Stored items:
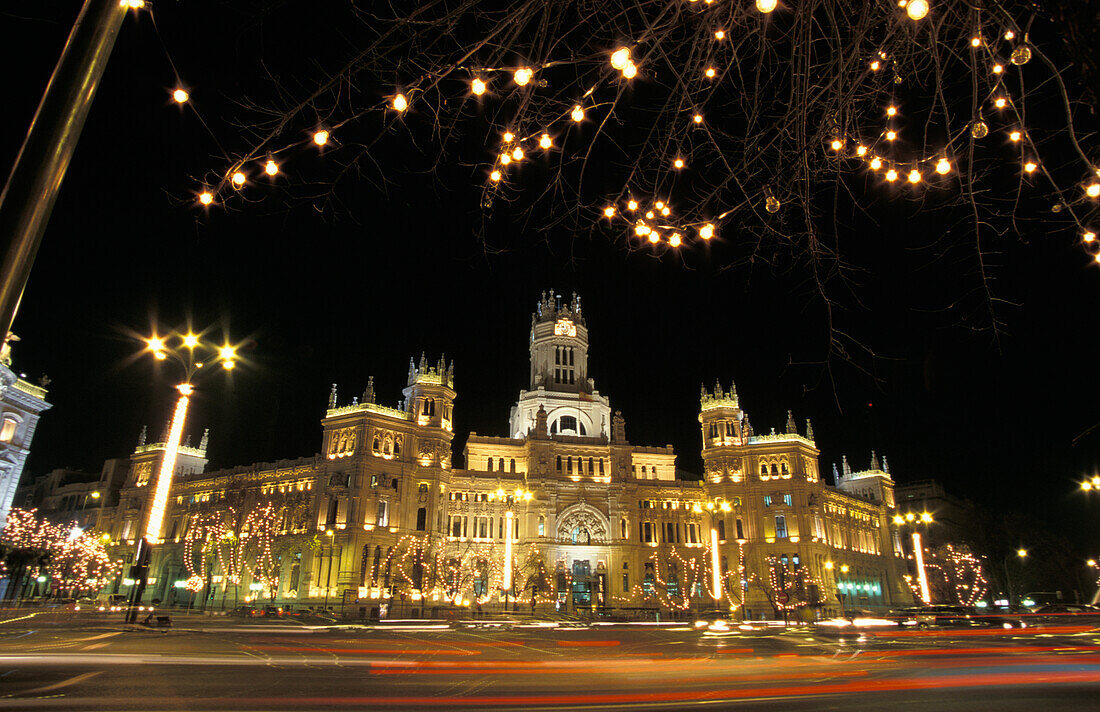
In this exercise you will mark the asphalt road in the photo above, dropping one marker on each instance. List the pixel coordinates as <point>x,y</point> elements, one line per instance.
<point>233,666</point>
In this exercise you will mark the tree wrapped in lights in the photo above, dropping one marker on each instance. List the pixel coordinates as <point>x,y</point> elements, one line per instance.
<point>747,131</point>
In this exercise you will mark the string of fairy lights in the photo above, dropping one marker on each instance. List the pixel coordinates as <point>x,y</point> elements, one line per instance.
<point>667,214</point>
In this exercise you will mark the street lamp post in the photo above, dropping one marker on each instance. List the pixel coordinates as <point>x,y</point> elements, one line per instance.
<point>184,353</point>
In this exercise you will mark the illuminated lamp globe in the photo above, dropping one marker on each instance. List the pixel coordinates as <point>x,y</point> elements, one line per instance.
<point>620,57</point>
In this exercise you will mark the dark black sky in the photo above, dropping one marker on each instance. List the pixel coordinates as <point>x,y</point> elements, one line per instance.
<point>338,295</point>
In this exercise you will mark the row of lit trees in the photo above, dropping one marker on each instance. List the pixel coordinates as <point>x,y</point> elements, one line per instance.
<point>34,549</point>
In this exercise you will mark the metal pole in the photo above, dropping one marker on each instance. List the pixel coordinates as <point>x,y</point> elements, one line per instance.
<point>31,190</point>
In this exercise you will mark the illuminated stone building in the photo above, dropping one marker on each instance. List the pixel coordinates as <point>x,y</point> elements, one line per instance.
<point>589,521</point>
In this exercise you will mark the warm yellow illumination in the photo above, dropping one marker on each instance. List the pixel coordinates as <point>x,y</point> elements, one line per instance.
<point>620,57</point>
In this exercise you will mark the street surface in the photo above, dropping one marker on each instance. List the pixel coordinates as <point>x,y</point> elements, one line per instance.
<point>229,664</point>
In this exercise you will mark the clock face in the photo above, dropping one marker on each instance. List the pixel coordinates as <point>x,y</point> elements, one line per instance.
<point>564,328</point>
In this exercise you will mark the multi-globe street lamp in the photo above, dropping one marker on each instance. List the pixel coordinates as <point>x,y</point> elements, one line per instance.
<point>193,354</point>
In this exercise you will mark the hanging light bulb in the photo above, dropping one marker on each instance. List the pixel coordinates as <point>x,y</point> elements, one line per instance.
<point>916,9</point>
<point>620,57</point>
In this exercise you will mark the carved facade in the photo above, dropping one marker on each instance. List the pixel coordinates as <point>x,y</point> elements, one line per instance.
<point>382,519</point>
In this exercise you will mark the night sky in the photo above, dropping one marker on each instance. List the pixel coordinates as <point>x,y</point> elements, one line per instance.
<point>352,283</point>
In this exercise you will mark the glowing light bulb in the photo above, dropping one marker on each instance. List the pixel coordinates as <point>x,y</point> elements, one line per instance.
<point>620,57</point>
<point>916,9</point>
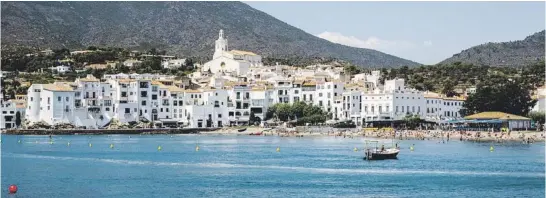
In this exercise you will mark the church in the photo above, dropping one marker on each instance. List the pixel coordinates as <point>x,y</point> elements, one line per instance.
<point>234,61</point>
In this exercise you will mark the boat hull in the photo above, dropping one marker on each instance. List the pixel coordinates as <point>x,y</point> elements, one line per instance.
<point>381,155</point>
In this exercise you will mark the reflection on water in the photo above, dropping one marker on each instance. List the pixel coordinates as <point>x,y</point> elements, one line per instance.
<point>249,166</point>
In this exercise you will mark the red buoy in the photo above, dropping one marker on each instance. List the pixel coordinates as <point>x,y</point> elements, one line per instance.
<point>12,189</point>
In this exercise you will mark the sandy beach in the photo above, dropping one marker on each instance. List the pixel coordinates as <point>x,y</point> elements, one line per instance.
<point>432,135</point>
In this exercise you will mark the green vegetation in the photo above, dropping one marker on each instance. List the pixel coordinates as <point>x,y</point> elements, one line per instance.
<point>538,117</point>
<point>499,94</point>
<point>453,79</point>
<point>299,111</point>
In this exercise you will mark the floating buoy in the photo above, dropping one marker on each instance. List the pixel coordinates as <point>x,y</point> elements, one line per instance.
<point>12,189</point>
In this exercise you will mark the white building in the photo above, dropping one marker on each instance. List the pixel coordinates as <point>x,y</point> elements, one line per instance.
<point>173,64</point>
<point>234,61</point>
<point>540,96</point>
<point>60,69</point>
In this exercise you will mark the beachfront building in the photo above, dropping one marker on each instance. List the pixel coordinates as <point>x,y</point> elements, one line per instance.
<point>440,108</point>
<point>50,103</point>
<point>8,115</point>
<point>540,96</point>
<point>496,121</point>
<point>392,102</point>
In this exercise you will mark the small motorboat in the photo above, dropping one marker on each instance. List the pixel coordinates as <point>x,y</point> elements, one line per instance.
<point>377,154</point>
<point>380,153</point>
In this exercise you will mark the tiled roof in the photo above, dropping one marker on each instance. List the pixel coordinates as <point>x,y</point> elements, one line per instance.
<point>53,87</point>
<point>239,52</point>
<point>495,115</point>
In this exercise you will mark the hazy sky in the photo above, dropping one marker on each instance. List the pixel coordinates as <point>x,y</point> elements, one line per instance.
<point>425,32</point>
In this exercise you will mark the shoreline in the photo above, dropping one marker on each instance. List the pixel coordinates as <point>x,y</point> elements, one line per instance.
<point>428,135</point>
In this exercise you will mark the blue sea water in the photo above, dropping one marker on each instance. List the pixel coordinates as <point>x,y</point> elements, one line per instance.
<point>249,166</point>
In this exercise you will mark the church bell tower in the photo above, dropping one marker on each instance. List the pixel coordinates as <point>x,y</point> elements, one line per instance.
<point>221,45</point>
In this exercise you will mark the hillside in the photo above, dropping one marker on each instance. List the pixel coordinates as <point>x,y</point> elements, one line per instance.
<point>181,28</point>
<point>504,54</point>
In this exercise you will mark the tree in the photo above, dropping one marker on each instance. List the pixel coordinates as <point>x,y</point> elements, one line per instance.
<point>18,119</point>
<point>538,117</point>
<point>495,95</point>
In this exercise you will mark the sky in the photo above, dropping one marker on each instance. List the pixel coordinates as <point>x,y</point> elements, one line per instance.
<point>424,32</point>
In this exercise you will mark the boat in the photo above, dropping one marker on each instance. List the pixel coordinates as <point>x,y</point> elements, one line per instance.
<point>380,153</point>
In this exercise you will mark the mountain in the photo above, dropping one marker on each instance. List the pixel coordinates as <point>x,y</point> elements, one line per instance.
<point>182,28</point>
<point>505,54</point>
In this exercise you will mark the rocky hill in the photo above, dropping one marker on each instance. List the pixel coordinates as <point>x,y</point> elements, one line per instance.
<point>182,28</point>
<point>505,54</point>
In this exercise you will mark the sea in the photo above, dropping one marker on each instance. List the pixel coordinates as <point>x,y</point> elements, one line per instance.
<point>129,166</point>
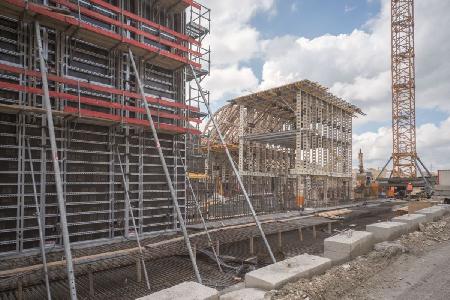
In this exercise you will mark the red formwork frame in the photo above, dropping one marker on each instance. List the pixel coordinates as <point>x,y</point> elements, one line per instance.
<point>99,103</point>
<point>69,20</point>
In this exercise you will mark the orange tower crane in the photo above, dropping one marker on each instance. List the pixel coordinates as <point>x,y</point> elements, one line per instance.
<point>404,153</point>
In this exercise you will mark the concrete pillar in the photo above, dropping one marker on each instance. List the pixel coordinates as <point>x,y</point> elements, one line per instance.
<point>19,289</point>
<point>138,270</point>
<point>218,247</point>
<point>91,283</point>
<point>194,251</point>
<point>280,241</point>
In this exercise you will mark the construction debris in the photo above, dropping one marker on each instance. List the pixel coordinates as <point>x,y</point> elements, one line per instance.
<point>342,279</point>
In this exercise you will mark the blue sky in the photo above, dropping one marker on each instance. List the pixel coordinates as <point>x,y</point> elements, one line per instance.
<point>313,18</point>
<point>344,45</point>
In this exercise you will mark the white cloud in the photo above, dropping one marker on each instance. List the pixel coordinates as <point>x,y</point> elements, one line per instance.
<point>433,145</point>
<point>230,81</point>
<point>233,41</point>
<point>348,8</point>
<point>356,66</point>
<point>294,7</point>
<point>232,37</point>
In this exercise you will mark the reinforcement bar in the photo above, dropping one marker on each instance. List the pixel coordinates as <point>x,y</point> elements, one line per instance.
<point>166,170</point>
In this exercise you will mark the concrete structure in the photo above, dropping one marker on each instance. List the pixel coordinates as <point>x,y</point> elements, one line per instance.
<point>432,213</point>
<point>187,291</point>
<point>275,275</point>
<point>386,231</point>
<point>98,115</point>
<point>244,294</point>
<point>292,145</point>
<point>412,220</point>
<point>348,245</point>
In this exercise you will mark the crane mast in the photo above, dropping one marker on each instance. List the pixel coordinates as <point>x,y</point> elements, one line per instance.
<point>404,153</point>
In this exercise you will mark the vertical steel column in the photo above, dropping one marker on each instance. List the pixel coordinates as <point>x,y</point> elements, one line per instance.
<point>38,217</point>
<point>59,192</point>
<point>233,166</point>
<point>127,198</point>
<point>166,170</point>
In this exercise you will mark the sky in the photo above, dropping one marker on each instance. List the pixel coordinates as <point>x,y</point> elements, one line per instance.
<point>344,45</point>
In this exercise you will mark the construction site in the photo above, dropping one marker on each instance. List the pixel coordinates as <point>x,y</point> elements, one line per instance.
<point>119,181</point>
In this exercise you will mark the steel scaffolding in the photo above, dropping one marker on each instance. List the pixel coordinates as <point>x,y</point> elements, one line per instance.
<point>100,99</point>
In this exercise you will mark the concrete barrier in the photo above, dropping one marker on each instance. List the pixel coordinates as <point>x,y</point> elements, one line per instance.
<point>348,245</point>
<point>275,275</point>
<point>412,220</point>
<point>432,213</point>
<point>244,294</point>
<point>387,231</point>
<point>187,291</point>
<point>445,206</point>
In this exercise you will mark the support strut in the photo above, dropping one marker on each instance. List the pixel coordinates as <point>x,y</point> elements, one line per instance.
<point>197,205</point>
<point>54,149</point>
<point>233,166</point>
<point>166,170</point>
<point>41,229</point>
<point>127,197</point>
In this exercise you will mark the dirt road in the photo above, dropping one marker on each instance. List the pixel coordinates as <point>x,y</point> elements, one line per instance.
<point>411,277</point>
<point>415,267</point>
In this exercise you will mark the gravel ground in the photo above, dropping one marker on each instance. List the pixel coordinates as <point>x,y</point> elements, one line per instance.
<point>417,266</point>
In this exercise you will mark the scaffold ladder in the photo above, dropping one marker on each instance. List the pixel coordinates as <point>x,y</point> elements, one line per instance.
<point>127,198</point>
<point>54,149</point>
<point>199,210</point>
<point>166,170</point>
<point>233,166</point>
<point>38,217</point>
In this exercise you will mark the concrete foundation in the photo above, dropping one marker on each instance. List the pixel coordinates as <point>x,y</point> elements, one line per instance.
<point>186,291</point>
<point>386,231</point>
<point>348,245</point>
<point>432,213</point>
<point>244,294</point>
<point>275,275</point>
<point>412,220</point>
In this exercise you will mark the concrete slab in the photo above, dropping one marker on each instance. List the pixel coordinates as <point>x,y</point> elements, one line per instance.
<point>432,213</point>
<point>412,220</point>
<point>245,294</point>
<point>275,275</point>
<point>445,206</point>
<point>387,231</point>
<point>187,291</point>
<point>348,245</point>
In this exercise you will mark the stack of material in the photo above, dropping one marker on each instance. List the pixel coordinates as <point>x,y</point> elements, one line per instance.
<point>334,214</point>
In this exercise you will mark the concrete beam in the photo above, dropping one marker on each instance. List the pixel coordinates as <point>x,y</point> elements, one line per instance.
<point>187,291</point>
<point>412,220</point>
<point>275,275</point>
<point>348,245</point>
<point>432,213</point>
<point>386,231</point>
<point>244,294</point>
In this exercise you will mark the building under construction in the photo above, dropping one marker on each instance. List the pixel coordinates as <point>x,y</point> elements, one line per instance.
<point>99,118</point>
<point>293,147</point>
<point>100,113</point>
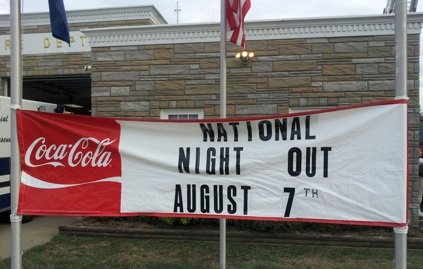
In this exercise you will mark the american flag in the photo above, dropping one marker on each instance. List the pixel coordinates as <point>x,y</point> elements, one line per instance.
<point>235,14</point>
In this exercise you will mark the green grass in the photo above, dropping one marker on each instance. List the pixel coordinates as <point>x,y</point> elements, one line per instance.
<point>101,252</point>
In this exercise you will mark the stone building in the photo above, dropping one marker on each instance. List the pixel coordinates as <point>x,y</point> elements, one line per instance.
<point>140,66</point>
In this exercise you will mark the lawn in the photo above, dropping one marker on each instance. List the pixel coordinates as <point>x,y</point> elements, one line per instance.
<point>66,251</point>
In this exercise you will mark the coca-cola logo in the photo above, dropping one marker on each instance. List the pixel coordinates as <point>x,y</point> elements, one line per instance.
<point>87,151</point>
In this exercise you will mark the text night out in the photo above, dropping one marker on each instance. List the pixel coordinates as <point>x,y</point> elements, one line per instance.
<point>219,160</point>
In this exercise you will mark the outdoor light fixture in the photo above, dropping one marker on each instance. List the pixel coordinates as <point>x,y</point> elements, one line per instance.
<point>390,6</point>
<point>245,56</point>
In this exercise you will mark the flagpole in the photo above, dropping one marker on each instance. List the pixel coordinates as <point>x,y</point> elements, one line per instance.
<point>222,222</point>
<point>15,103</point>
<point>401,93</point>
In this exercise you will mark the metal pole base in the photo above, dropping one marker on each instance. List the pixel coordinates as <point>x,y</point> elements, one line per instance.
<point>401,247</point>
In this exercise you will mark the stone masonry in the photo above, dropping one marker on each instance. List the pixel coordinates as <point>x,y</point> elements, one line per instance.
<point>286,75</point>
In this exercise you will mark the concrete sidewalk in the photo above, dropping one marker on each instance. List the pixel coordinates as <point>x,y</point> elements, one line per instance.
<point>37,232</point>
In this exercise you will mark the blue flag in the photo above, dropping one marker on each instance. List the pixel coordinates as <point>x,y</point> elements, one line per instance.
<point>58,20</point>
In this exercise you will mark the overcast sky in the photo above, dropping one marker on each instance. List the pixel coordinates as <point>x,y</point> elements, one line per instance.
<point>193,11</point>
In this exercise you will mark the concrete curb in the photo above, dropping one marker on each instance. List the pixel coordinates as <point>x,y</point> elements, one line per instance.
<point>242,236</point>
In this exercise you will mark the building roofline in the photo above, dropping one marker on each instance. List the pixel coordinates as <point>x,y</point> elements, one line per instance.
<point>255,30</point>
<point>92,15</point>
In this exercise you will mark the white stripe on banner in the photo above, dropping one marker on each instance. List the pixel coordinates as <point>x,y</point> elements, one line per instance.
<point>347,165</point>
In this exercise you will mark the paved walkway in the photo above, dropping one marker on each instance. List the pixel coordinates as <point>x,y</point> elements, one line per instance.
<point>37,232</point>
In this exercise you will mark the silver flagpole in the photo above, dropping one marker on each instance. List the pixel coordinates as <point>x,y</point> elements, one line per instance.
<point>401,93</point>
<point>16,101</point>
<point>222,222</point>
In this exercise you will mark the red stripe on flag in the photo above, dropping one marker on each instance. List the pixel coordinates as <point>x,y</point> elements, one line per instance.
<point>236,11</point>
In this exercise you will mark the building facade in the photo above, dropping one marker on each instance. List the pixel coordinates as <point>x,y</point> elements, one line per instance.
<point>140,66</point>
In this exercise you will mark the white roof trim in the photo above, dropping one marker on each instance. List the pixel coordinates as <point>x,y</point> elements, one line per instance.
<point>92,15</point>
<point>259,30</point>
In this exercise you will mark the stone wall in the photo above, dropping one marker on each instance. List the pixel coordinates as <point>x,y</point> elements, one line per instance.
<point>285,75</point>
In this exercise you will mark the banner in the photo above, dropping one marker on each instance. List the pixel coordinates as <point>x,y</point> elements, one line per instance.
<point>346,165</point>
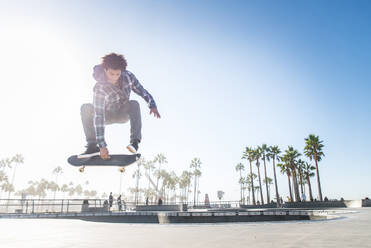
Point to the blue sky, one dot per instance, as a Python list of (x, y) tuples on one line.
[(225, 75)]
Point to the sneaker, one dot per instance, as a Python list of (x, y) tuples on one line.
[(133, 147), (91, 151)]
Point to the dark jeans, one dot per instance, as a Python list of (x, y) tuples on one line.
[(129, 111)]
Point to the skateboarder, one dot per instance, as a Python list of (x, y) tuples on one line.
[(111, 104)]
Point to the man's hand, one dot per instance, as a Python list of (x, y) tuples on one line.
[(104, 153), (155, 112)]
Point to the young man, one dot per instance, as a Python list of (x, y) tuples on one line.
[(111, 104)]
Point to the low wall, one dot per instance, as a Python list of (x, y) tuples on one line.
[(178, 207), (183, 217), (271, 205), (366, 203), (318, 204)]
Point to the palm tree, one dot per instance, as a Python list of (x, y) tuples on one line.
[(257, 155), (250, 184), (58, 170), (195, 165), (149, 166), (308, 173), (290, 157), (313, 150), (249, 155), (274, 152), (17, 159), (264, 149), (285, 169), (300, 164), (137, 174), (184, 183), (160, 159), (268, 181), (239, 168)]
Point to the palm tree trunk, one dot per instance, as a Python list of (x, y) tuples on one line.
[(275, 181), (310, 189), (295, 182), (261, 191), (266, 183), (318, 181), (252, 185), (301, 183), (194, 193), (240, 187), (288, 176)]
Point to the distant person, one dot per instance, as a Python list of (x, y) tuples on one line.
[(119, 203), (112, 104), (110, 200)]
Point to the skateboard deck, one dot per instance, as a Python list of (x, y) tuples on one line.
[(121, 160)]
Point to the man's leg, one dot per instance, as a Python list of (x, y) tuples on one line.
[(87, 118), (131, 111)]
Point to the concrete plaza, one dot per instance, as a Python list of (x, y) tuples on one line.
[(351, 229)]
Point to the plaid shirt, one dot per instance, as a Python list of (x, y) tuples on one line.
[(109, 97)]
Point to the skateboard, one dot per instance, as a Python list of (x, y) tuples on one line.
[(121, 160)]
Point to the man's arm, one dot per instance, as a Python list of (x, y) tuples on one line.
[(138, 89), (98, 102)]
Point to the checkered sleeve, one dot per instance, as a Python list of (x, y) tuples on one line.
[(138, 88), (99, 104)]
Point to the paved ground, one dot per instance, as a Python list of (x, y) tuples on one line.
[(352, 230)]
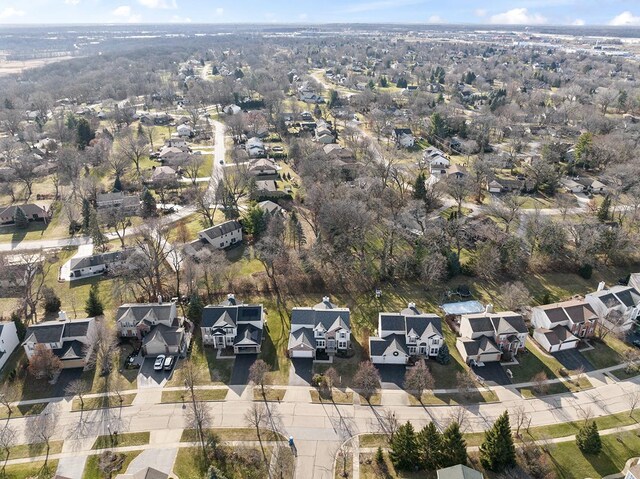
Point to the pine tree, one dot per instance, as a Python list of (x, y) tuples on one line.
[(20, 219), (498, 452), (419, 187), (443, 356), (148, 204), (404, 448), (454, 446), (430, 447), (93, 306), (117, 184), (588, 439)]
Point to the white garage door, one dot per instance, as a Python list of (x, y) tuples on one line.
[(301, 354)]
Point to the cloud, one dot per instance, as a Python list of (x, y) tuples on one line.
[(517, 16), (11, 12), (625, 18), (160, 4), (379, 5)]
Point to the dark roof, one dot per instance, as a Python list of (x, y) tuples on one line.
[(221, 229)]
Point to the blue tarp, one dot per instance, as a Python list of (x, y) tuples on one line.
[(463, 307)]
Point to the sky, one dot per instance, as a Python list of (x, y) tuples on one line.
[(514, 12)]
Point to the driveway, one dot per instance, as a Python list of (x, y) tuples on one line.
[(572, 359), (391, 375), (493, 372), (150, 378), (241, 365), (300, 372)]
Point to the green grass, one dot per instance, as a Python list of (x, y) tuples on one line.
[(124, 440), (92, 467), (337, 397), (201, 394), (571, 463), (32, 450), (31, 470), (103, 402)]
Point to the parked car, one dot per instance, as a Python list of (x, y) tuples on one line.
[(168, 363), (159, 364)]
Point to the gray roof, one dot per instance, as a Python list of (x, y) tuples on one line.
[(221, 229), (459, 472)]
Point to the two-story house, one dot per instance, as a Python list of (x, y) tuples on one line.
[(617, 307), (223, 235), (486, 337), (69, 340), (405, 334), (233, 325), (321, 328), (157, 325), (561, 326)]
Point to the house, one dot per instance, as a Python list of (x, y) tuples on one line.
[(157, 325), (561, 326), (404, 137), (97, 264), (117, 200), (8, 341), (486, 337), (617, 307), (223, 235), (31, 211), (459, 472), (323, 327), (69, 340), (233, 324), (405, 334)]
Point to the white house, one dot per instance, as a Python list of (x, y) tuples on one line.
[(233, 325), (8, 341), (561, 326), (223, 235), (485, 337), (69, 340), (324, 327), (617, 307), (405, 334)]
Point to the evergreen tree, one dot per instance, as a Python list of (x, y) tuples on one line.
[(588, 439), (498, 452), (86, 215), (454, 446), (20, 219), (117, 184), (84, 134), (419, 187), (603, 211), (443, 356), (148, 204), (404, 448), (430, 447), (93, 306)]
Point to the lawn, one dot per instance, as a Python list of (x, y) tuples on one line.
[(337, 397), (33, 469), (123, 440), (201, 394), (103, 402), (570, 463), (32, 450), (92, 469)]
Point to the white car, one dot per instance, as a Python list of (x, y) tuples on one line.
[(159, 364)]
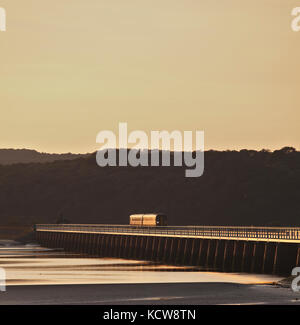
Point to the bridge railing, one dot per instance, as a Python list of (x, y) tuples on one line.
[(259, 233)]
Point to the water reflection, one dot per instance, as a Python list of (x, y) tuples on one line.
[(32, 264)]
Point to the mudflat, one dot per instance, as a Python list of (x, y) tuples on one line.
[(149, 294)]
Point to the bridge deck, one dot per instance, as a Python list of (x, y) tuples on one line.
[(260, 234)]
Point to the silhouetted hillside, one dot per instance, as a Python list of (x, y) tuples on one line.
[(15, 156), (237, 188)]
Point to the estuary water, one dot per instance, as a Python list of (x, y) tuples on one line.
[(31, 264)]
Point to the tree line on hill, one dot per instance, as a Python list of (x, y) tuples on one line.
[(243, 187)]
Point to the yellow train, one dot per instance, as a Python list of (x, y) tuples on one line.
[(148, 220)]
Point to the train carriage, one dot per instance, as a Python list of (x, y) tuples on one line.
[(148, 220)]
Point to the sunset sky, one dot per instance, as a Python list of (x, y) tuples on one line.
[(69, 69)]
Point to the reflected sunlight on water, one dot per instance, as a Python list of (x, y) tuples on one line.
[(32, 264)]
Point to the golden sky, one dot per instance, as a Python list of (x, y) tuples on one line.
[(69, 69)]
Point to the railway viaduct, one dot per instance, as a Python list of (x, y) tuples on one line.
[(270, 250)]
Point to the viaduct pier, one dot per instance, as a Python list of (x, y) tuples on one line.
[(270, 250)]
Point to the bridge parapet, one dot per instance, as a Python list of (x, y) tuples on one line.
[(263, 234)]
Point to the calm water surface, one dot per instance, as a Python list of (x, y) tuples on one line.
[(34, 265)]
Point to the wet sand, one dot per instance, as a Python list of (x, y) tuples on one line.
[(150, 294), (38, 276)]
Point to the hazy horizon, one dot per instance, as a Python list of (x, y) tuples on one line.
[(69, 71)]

Work request
Start copying at the line that contains "Point to the bridge deck, one" and stop after the last line of the records, keeping every line exactly.

Your solution
Point to the bridge deck, one dot per instance, as a Python list of (x, y) tuples on one line.
[(260, 234)]
Point to the silhouetted hillside, one dot per instance, as a Python list of (x, y) tuples on one line.
[(15, 156), (237, 188)]
Point to the estuary water, one dot per instance, as a Python list of (x, y) tuples on one line.
[(31, 264)]
Point to the tree line on hill, one dot per instance, as a Python list of (x, y) tuples on one line.
[(243, 187)]
Point to the yellow train, one dot per instance, as a Python list of (x, y) tuples on one line.
[(148, 220)]
Point to the train carriage, one dot per instance, as a Python list of (x, y) tuples on one line.
[(148, 220)]
Point to the sunset sky, one dot per instance, as a Python list of (x, y) tuples on one line.
[(69, 69)]
Point to the reflected sunlight on water, one dot per instance, as a Python list of (x, y) tuples on one line.
[(32, 264)]
Point to the golden sky, one dot per instance, as a Python list of (x, y) tuples on one line.
[(69, 69)]
Point to the railway viaduct, one dot per instance, as a Python list of (x, y) tuples on one line.
[(270, 250)]
Point to the viaduct pier, one dot per instance, as a Python list of (x, y) tuples on one line.
[(270, 250)]
Point to the bridge parapet, one dot per instance, as a Python list of (x, y) tuples on one line.
[(263, 234)]
Point to the calm water surface, one dot per instance, as a Python list of (x, y) tuples on one line.
[(34, 265)]
Point to the wet sand, one dot per instance, as a Python list of (x, y) tuples on one line.
[(150, 294), (38, 276)]
Point to the hazy horizon, one dot per instance, as a Python list of (x, y) tuples on one line.
[(69, 71)]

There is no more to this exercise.